What the task asks
Set down each line of the listing exactly as it reads.

======== Listed entries ========

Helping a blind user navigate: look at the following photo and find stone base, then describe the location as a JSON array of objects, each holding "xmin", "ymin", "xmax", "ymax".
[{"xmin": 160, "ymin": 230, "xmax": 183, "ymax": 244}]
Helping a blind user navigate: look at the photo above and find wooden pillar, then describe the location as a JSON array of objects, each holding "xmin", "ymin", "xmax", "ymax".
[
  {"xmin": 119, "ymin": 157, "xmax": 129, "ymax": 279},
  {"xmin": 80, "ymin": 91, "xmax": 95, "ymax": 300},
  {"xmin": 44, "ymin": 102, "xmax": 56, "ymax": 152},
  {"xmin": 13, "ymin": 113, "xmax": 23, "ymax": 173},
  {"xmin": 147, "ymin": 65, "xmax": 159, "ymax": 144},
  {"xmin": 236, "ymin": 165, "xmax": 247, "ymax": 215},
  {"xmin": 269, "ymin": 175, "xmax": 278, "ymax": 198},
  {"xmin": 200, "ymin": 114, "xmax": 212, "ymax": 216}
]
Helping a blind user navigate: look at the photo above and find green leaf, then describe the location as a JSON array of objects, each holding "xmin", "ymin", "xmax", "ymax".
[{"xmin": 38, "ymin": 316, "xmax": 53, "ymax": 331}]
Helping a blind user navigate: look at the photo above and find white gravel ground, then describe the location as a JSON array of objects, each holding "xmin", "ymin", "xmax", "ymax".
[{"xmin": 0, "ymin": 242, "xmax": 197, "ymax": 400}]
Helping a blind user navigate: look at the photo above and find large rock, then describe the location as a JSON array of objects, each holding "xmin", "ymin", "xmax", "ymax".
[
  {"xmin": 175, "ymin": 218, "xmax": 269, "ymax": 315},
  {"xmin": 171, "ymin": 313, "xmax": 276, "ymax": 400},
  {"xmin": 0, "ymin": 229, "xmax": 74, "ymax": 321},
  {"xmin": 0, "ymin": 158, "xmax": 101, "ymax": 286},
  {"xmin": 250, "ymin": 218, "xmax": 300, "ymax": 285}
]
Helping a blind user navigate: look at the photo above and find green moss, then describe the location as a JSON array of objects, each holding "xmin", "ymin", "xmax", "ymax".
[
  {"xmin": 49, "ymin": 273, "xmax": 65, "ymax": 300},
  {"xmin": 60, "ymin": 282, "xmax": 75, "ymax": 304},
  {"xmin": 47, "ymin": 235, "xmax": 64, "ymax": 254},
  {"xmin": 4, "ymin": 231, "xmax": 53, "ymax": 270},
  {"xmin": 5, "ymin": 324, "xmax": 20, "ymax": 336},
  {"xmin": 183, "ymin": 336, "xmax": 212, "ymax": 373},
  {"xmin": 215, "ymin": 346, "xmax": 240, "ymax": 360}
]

========

Solution
Helping a blind user navigate: look at the following photo and find stone base, then describe the location as a JSON array of objects, each holding "xmin", "ymin", "xmax", "ymax".
[{"xmin": 160, "ymin": 230, "xmax": 183, "ymax": 244}]
Helping a blind user navigate: look at the photo above and find wooden pillar, then describe the location as a JSON array of objects, each holding "xmin", "ymin", "xmax", "ymax".
[
  {"xmin": 119, "ymin": 157, "xmax": 129, "ymax": 279},
  {"xmin": 80, "ymin": 91, "xmax": 95, "ymax": 300},
  {"xmin": 44, "ymin": 102, "xmax": 56, "ymax": 152},
  {"xmin": 13, "ymin": 113, "xmax": 23, "ymax": 173},
  {"xmin": 147, "ymin": 65, "xmax": 159, "ymax": 144},
  {"xmin": 236, "ymin": 165, "xmax": 247, "ymax": 215},
  {"xmin": 269, "ymin": 175, "xmax": 278, "ymax": 198},
  {"xmin": 200, "ymin": 114, "xmax": 212, "ymax": 216}
]
Helping a blind user navigate: look at the photo above and find green leaf, then describe the location as a JSON array of objects, each holding "xmin", "ymin", "xmax", "ymax".
[{"xmin": 38, "ymin": 316, "xmax": 53, "ymax": 331}]
Helping a blind user navigate: look at the photo above and find white gravel ground, then describe the location as a JSON array of objects, each holding "xmin", "ymin", "xmax", "ymax".
[{"xmin": 0, "ymin": 242, "xmax": 197, "ymax": 400}]
Helping a blind user navigate: look at the photo above and find large rock, then describe the location as a JSON array of objects, each holding "xmin", "ymin", "xmax", "ymax".
[
  {"xmin": 175, "ymin": 218, "xmax": 269, "ymax": 315},
  {"xmin": 171, "ymin": 313, "xmax": 276, "ymax": 400},
  {"xmin": 0, "ymin": 229, "xmax": 74, "ymax": 321},
  {"xmin": 0, "ymin": 158, "xmax": 101, "ymax": 286},
  {"xmin": 250, "ymin": 218, "xmax": 300, "ymax": 285}
]
Helping a blind user navigate: look at the photo above and find green moss, then describe the location as a JSON array of objects, each holding "xmin", "ymin", "xmax", "ymax".
[
  {"xmin": 49, "ymin": 273, "xmax": 65, "ymax": 300},
  {"xmin": 60, "ymin": 282, "xmax": 75, "ymax": 304},
  {"xmin": 47, "ymin": 235, "xmax": 64, "ymax": 254},
  {"xmin": 4, "ymin": 231, "xmax": 53, "ymax": 270},
  {"xmin": 5, "ymin": 324, "xmax": 20, "ymax": 336},
  {"xmin": 183, "ymin": 336, "xmax": 212, "ymax": 373},
  {"xmin": 215, "ymin": 346, "xmax": 240, "ymax": 360}
]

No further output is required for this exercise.